**The task**
Count how many lines in the data that follows contain the string "below", with case counting, and reply with the number alone.
Start of Supplied records
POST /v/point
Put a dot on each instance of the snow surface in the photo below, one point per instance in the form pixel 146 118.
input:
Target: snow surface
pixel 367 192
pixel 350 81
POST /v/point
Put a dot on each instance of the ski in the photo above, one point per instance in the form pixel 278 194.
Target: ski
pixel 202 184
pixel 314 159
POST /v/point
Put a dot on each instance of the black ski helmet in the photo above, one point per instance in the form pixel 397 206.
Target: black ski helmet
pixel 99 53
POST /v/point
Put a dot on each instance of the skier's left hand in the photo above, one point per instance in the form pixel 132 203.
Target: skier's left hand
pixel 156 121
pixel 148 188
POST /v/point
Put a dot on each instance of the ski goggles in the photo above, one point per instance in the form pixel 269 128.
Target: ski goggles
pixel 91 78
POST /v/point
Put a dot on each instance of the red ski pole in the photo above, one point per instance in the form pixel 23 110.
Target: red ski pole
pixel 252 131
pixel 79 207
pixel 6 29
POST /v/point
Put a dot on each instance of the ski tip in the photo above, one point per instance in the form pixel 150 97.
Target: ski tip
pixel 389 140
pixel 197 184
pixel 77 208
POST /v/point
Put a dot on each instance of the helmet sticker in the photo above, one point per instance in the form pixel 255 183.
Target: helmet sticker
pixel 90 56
End of Supplied records
Start of Supplied records
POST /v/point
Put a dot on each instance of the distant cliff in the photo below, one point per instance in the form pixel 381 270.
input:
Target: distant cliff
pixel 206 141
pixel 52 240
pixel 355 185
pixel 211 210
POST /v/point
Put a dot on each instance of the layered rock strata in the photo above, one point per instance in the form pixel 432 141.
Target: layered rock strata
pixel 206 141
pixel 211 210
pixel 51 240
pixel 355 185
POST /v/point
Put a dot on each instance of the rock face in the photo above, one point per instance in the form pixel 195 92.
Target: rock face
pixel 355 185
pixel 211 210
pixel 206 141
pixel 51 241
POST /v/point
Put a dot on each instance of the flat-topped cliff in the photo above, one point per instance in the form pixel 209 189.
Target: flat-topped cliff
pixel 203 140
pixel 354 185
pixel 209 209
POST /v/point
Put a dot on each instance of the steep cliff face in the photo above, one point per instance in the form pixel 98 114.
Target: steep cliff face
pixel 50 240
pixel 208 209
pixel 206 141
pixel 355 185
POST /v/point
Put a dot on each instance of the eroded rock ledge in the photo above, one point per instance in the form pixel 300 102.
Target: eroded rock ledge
End of Supplied records
**Answer**
2